◆ **Text for analysis**:

┌──

You've got to also contact the credit bureaus. They're important because sometimes they've gotten in touch with your pertinent information like your social security number, your tax ID numbers, and they can start a whole business with this information. They can start a whole new life. So these are the things you need to do right away. Checklist number one, contact your trusted person. It's your child, rather it's your financial advisor. You realize, I speak to clients all the time. The first person they want to call is Vinny. Lemme run this by him and make sure that I'm making the right decision. And I go, terrific. I love that. Why don't we merge a call? Why don't we get a conference call so he can understand why we're making decisions as to what we're doing so that we can team up. So that's the first thing on the checklist that I provided in my head as you were asking me these questions, Ben, because it may be a lot to call the local authority.

(29:10):

And not only that, they're so shaken within that first 24 hours, they're probably not doing anything. That's why I said revert back to the trusted person who handles your financial affairs and who trust and love, and they'll probably start getting on that right away. I couldn't really find any what you say, checklist. But what I will say to the audience is aarp, they have an excellent fraud network. So if you're a member of ARP or if you're considering, it's definitely something you can call it. They have a fraud watch program for seniors. And I'd imagine it's for anyone, because again, I'm a senior. I'm 55 now, so I'm in the club myself.

Ben Smith (29:56):

I was getting a RP notifications at 32. So yeah, I think at any age you can start joining a

Princella Seymour (30:02):

Rrp. You can start. Exactly. Exactly. So a RP has the fraud watch network. And if that has happened and you're a member, that may be your first place to start as well because they'll start giving you the resources that you need to recover if you can recover.

Curtis Worcester (30:19):

And that last point, ELA really leads me into my next question. So obviously in your day to day, you unfortunately work with people and families in the aftermath of scams like this. So can you just talk through what, whether it be emotional, certainly financial, what kind of damage do you see most often in the aftermath of these scams and how you and you work with beginning to help them recover from something like this?

└──

◆ **Given entries**:
┌──

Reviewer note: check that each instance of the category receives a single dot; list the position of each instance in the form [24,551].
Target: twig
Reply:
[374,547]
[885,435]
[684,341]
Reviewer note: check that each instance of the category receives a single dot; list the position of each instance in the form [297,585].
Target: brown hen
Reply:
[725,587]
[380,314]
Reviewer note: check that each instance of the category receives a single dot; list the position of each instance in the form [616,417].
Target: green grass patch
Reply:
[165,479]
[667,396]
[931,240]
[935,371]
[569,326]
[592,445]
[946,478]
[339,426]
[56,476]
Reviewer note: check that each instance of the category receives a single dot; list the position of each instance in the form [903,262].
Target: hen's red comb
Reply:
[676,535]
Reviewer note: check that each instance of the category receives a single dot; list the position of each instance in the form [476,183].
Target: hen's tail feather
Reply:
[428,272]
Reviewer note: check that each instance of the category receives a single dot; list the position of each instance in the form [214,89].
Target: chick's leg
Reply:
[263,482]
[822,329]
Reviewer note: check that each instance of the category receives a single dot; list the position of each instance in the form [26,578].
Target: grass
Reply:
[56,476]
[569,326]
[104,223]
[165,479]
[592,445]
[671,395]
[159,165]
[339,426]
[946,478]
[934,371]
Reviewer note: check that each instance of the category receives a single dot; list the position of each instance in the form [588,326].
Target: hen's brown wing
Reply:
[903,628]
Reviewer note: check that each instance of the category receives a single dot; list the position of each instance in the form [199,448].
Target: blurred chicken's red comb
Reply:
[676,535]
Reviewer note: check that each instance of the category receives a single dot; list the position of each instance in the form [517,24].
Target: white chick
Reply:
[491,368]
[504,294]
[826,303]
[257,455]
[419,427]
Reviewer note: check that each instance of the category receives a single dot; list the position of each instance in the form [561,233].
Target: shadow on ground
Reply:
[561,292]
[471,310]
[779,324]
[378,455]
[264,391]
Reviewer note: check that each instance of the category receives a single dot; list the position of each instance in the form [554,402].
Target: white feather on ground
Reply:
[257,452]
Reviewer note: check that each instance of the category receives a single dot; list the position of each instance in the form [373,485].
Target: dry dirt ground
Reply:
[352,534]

└──

◆ **Directions**:
1) Reproduce the passage of the transcript on scam recovery between "I was getting" and "something like this?", inclusive.
2) Carry on the transcript on scam recovery from the point where it stops.
The items are separate material and are unrelated to the transcript on scam recovery.

◆ **Answers given**:
1)
I was getting a RP notifications at 32. So yeah, I think at any age you can start joining a

Princella Seymour (30:02):

Rrp. You can start. Exactly. Exactly. So a RP has the fraud watch network. And if that has happened and you're a member, that may be your first place to start as well because they'll start giving you the resources that you need to recover if you can recover.

Curtis Worcester (30:19):

And that last point, ELA really leads me into my next question. So obviously in your day to day, you unfortunately work with people and families in the aftermath of scams like this. So can you just talk through what, whether it be emotional, certainly financial, what kind of damage do you see most often in the aftermath of these scams and how you and you work with beginning to help them recover from something like this?

2)
Princella Seymour (30:48):

Well, some of the things that I've seen sadly, so it changes their entire life. And why I say that is money gives you options. It says I can live over here in a 10 star retirement home, or it says I can live over here in a five star or a three star. So sometimes after these things have happened, your whole life change. You have to move because sometimes there's no recovery, the money is gone. If they're in another country, the money is just gone. It's left. So what I see sometime is, or what I work with is I've got to move. I've got to move mom. I've also have to depend on public benefits that are otherwise did not have to depend on that in itself becomes shameful. So they'll come to me and say, well, what can we do? Because I planned I had the money and I lost X, Y, and Z, and now they're on Florida Medicaid, or they're looking at if they're a veteran, they're looking for veteran benefits to help pay for the cost of care. It changes the dynamic or it says, I've got 24 hour care at home and now I can only afford 12 hours or I can only afford five hours of care at home now because I only have five years of dollars left. Or they took everything and it breaks my heart to see it. And it does happen more often than it should not.

Ben Smith (32:10):

Yeah, absolutely. So Princella, so I want to go to the other side of that story because I hear you going, this is obviously why you want to try to catch any financial schemes or scams in the early stages. You don't want them to escalate and continue to build over time and then take more and more of your resources of your time, of your family's resources. So I want to maybe see if we can flip the script here of like, Hey, can you share with us a real world story? Maybe it's anonymized here, of course, where someone that you worked with overcame a scam situation, so there's a positive outcome and I just want to see other lessons that we can learn from that experience where someone was able to, again, maybe repair damage or they were able to catch things early enough where they were able to then take steps to prevent further things or further damage from occurring.

Princella Seymour (33:11):

I can really speak more about it was caught in time. That's more likely than overcoming it. And I have to be totally honest with you, because sometimes once a caregiver has cashed a check and she's spending money, most of time she can't give it back to you.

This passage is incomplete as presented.